┌─ Text extract

Give Your Robot
the Bootloader
by Fred Eady
I’m a 1950’s kid. Thus, my first encounter with a robot was via television.
If a robot didn’t look like and act like Robby, it wasn’t a robot. Later in my
elementary school days, Robby was replaced by Robot B9 of the Lost in Space series.
It is speculated that Robot B9 was also known as GUNTER which is an acronym for
General Utility Non-Theorizing Environmental ROBOT. As movie and television robots
became more cerebral, I remember going on a ninth grade science club road trip to
see HAL in the movie 2001, A Space Odyssey. I actually fainted in the theater.
As the years passed, the robots amassed. Good old Star Trek offered up every kind of robot that one could imagine, ranging from the beautiful bevy of Harcourt Fenton Mudd’s Women and the android copy of his nagging wife Stella, to
the Borg. The robots that were missed in the Star Trek
series were realized in the Star Wars chronicles.

└─
┌─ Information provided

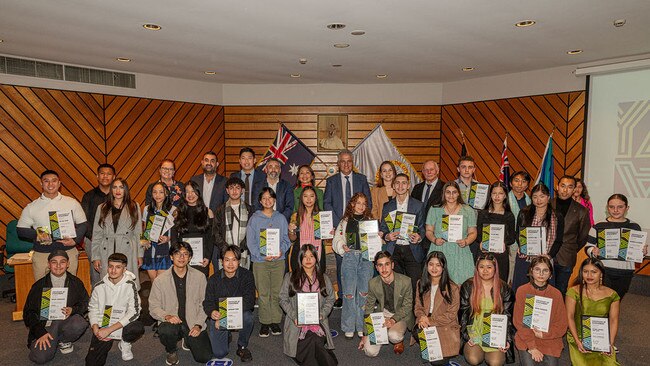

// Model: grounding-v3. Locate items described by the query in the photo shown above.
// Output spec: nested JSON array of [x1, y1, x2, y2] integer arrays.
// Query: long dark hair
[[419, 252, 453, 304], [520, 183, 553, 227], [176, 181, 210, 234], [289, 244, 327, 297], [99, 177, 138, 230], [487, 181, 512, 212]]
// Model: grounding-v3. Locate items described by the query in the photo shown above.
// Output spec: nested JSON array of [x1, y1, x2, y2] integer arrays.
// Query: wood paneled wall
[[440, 91, 585, 183], [224, 106, 441, 186], [0, 85, 224, 244]]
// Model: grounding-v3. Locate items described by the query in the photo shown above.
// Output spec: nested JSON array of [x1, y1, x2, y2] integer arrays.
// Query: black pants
[[603, 267, 634, 300], [158, 322, 212, 363], [86, 320, 144, 366]]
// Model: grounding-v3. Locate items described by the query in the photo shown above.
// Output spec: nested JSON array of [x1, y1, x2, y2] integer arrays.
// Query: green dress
[[566, 288, 621, 366], [426, 205, 476, 284]]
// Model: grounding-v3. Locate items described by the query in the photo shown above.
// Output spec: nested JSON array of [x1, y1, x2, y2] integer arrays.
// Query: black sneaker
[[271, 323, 282, 335], [260, 324, 270, 338], [237, 347, 253, 362]]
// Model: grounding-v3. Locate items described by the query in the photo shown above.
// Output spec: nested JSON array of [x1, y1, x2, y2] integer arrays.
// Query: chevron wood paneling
[[0, 85, 225, 244], [440, 91, 585, 182], [224, 106, 441, 186]]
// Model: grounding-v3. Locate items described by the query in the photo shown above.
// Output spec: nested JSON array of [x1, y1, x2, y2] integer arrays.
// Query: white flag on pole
[[352, 124, 422, 188]]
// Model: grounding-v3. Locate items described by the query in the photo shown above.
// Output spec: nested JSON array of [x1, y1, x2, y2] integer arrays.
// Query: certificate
[[523, 294, 553, 332], [519, 226, 546, 255], [442, 215, 463, 243], [481, 224, 506, 253], [296, 292, 320, 325], [100, 305, 126, 339], [467, 183, 490, 210], [359, 220, 381, 261], [147, 215, 166, 243], [219, 297, 244, 330], [597, 229, 621, 259], [364, 313, 388, 344], [41, 287, 68, 320], [314, 211, 334, 239], [260, 228, 280, 257], [418, 327, 444, 362], [481, 313, 508, 348], [581, 315, 610, 352], [48, 211, 77, 240], [182, 238, 203, 266], [395, 212, 415, 245]]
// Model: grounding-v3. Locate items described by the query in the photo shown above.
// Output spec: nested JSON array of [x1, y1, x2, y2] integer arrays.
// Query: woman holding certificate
[[246, 187, 291, 338], [92, 178, 144, 289], [332, 192, 372, 339], [474, 182, 516, 281], [280, 244, 338, 366], [171, 181, 214, 278], [141, 182, 176, 282], [426, 181, 476, 283], [415, 252, 460, 365], [512, 183, 564, 292], [513, 256, 567, 366], [293, 165, 323, 212], [459, 253, 515, 366], [566, 258, 621, 366], [370, 161, 397, 220], [289, 186, 326, 272], [585, 193, 647, 300]]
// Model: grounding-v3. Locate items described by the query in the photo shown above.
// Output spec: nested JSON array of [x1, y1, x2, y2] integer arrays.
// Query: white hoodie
[[88, 271, 142, 327]]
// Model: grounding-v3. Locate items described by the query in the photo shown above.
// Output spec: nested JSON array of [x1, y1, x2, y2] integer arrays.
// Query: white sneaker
[[117, 341, 133, 361], [59, 342, 74, 355]]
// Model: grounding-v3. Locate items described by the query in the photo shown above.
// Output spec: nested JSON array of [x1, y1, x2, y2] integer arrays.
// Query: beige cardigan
[[149, 266, 207, 329]]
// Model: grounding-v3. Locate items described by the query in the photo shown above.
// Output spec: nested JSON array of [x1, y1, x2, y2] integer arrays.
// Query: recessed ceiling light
[[142, 23, 162, 30], [327, 23, 345, 30], [515, 20, 536, 28]]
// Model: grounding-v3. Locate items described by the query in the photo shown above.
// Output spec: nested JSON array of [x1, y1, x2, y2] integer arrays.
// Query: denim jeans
[[341, 250, 373, 332]]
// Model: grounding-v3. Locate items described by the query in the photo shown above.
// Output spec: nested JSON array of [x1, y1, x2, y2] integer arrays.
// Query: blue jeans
[[341, 250, 373, 332], [208, 311, 254, 358]]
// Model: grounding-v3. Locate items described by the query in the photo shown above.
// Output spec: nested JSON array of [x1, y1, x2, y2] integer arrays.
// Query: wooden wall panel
[[440, 91, 585, 186], [224, 106, 441, 186]]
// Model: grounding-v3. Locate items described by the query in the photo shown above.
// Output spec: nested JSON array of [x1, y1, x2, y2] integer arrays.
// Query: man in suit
[[359, 251, 414, 357], [230, 147, 266, 207], [379, 173, 426, 293], [553, 175, 591, 294], [323, 150, 372, 309], [254, 158, 293, 222], [190, 151, 226, 212]]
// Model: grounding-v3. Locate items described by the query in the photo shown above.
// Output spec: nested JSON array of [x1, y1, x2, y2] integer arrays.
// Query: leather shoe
[[393, 341, 404, 355]]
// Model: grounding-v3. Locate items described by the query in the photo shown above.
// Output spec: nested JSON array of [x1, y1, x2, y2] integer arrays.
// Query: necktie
[[422, 184, 431, 204], [244, 173, 251, 205], [345, 175, 352, 205]]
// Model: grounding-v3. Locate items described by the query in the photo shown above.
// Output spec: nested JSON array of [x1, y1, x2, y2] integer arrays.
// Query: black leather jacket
[[458, 278, 515, 363]]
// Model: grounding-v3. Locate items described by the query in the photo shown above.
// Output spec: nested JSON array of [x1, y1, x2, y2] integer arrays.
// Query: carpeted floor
[[0, 270, 650, 366]]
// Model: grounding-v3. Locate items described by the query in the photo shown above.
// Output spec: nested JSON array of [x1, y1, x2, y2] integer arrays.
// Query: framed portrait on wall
[[317, 114, 348, 152]]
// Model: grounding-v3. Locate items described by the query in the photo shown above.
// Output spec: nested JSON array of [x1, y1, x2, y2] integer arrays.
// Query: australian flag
[[258, 124, 316, 186]]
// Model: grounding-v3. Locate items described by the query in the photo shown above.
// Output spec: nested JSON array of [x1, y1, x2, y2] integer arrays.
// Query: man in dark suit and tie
[[190, 151, 226, 212], [254, 158, 293, 222], [230, 147, 266, 207], [323, 150, 372, 308]]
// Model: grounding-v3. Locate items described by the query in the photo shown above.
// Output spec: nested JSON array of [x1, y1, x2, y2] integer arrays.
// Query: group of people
[[18, 148, 645, 365]]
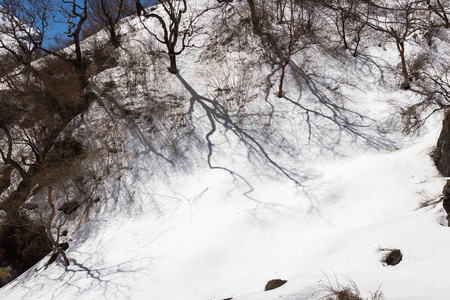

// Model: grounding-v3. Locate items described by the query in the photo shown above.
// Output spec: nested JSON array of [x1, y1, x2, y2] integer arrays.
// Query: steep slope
[[0, 4, 450, 300]]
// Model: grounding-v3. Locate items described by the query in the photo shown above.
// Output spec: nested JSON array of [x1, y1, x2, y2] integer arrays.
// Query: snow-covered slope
[[0, 1, 450, 300]]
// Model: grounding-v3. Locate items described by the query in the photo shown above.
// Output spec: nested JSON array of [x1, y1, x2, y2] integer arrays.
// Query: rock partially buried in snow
[[384, 249, 403, 266], [442, 180, 450, 226], [264, 279, 287, 291]]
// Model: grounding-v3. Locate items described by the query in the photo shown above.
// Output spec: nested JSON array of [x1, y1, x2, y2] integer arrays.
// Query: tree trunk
[[397, 43, 410, 90], [247, 0, 261, 35], [278, 64, 287, 98], [169, 51, 178, 74]]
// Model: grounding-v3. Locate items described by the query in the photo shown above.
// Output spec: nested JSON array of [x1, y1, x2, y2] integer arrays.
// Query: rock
[[58, 201, 80, 215], [59, 243, 69, 251], [431, 111, 450, 177], [384, 249, 403, 266], [442, 180, 450, 226], [264, 279, 287, 291]]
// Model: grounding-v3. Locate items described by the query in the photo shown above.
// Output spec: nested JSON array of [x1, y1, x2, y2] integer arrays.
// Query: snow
[[0, 1, 450, 300]]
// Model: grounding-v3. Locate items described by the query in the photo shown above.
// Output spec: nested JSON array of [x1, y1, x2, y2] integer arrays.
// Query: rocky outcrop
[[264, 279, 287, 291], [442, 180, 450, 226], [384, 249, 403, 266], [432, 111, 450, 177]]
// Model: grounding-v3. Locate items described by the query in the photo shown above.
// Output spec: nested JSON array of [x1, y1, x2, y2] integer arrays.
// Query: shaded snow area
[[0, 3, 450, 300]]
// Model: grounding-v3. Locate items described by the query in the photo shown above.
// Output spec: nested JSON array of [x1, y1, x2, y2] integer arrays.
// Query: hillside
[[0, 1, 450, 300]]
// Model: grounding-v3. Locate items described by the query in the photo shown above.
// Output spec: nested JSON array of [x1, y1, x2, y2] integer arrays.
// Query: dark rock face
[[442, 180, 450, 226], [384, 249, 403, 266], [264, 279, 287, 291], [0, 217, 51, 287], [58, 201, 80, 215], [432, 111, 450, 177]]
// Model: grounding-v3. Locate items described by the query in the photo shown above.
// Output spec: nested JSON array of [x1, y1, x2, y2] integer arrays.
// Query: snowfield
[[0, 3, 450, 300]]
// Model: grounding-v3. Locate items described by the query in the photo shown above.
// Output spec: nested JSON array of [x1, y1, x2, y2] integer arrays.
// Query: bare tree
[[247, 0, 261, 35], [326, 0, 371, 56], [141, 0, 224, 74], [425, 0, 450, 28], [262, 0, 315, 98], [366, 0, 423, 90], [87, 0, 130, 48]]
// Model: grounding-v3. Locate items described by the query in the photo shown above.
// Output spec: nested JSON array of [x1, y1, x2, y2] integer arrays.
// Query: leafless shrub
[[313, 277, 385, 300]]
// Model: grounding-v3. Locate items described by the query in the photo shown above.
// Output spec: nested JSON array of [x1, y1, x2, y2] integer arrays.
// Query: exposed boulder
[[264, 279, 287, 291], [442, 180, 450, 226], [58, 201, 80, 215], [383, 249, 403, 266], [432, 111, 450, 177]]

└─

▶ [Exercise prompt]: Reproduce the part of the robot article that opens with the words containing "Give Your Robot" and closes with "in Space series.".

▶ [Response to this task]:
Give Your Robot
the Bootloader
by Fred Eady
I’m a 1950’s kid. Thus, my first encounter with a robot was via television.
If a robot didn’t look like and act like Robby, it wasn’t a robot. Later in my
elementary school days, Robby was replaced by Robot B9 of the Lost in Space series.